### WRITTEN EXERCISE 1:
In the roof-building discussion below, retype the passage that begins at the words "You will maybe" and stops after the words "as a guide.", keeping every character as it appears.

### TEXT EXCERPT:
━━━━

You will maybe need to build-in a series of straps into the gable prior to building the gable end. The gable is then built using the rafter line as a guide.

....or if you build a cut roof you may need to build the purlins and ceiling binders in as well as the ridge board etc.

So, the question is: Are you building a cut roof or are you fitting pre-formed roof trusses?

All of the above will sit on a 75mm x 100mm timber wall plate bedded on mortar, directly to the top of the final course of masonry. This will be secured with holding-down bent straps. No need for dpc.
 
noseall";p="2545549 said:
Firstly, how can you build the gable before the roof structure is there?

its not unusual to build the gable first its not always ideal, but its certainly not a problem

first, lots of question which worry me as this is basic carpentry but its very important to get it spot on, perhaps u could ask a chippy who u know to come round and set out the first timber for u then that one becomes your template and away u go, or you could google the "birds mouth" cut then have a go urself with a scrap timber

i would use 8x2 timbers for the roof

4x2 for ur wall plate bed it down with cement, and i good idea to fix it through to the block work with 100mm frame fixings then put some wall straps along it

roof timbers 400mm apart

also dont forget your roof timbers will over hang your wall plate from the birds mouth this will form ur soffit/facia

hope this helps if i was closer i would come and show you for an hour so

please feel free to contact if you have any questions
 
its not unusual to build the gable first its not always ideal, but its certainly not a problem
It is a problem if he disrupts a good deal of masonry whilst chopping in purlins or straps to a rather fragile piece of masonry.

━━━━

### DATA FOR THIS TASK:
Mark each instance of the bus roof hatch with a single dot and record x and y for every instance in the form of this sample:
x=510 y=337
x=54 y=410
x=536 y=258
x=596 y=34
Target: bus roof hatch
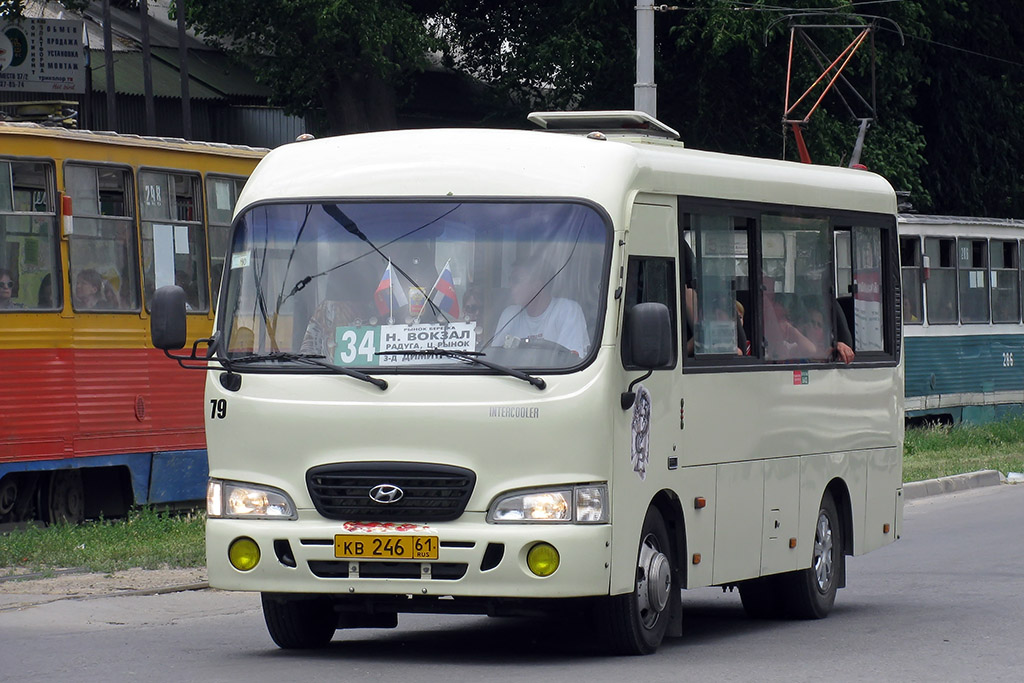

━━━━

### WRITTEN EXERCISE 2:
Echo the records above line for line, without any changes, and leave the pictures out of your answer.

### FINAL ANSWER 1:
You will maybe need to build-in a series of straps into the gable prior to building the gable end. The gable is then built using the rafter line as a guide.

### FINAL ANSWER 2:
Mark each instance of the bus roof hatch with a single dot and record x and y for every instance in the form of this sample:
x=510 y=337
x=54 y=410
x=536 y=258
x=596 y=34
Target: bus roof hatch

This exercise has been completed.